> Fragmento
Este miércoles, Daria Navalnaya agradecía emocionada ante el Parlamento Europeo el premio Sajarov concedido a su padre, Alexei Navalny, detenido el 17 de enero de 2021 por la policía rusa. La historia de Navalny, en cuyo honor se dejó vacío un asiento del hemiciclo, es una historia tristemente repetida en la política rusa. Llevarle la contraria a Vladimir Putin suele acabar mal. Normalmente, en presidio durante años que se convierten fácilmente en décadas. En ocasiones, como fue el caso de Navalny, en intentos de asesinato, a menudo culminados con éxito.
El de Alexei Navalny es, de momento, el último escándalo de una larga lista. Navalny, líder del Partido por la Rusia del Futuro, viajaba el 20 de agosto de 2020 en avión de Tomsk a Moscú cuando se dio cuenta de que iba a morir. Le habían inyectado un agente nervioso llamado Novichok, ya utilizado anteriormente contra el doble agente Sergei Skripal y su hija Yulia, causándoles la muerte en Reino Unido.

Registros extraídos:
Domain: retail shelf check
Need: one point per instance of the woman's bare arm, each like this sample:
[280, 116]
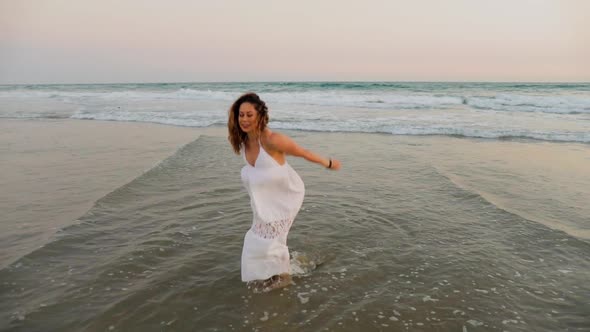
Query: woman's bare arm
[285, 144]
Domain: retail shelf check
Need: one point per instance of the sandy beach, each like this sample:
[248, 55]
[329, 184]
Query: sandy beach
[53, 171]
[126, 226]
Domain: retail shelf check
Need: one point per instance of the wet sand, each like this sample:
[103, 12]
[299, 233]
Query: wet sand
[54, 170]
[414, 233]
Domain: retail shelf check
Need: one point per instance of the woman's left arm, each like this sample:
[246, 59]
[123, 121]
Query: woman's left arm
[285, 144]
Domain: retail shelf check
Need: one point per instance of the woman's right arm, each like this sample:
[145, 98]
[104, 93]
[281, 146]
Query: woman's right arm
[287, 145]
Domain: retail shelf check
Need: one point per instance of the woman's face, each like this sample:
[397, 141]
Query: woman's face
[248, 117]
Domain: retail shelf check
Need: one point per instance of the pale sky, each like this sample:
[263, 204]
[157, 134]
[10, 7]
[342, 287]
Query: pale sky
[111, 41]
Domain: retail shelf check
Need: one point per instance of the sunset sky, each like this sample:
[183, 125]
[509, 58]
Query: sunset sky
[53, 41]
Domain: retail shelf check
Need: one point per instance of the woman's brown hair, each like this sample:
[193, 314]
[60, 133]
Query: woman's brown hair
[237, 137]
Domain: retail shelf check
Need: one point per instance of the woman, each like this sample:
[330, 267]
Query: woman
[276, 191]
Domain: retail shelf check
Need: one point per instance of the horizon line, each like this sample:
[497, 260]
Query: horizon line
[302, 81]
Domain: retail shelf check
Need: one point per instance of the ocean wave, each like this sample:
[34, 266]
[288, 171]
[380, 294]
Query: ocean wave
[530, 103]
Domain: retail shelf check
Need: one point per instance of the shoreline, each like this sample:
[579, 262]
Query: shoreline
[56, 169]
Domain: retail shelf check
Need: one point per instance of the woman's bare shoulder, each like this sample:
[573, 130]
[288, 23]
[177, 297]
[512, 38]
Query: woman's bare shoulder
[276, 140]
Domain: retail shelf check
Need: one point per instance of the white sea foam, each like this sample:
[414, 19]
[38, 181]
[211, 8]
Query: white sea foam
[504, 113]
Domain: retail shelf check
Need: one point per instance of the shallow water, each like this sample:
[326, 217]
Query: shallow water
[407, 241]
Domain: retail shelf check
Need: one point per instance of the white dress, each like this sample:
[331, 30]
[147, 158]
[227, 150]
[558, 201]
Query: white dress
[276, 194]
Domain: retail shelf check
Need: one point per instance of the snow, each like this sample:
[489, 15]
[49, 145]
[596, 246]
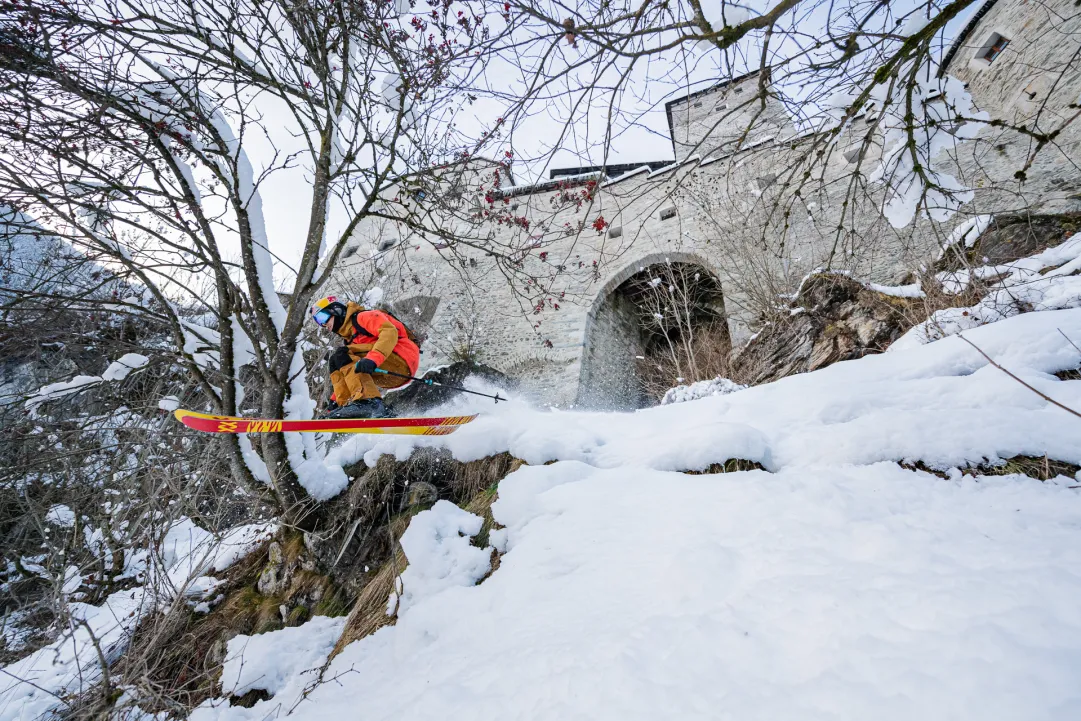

> Instrucciones
**A.** Enumera todas las personas a las que el fragmento menciona por su nombre.
**B.** Reproduce sin cambios el fragmento, empezando en las palabras "El de Alexei" y terminando después de las palabras "en Reino Unido.".
Los ítems proceden de una fuente distinta a la del fragmento.

> Respuestas
**A.** Daria Navalnaya, Alexei Navalny, Vladimir Putin, Sergei Skripal y Yulia.

**B.**
El de Alexei Navalny es, de momento, el último escándalo de una larga lista. Navalny, líder del Partido por la Rusia del Futuro, viajaba el 20 de agosto de 2020 en avión de Tomsk a Moscú cuando se dio cuenta de que iba a morir. Le habían inyectado un agente nervioso llamado Novichok, ya utilizado anteriormente contra el doble agente Sergei Skripal y su hija Yulia, causándoles la muerte en Reino Unido.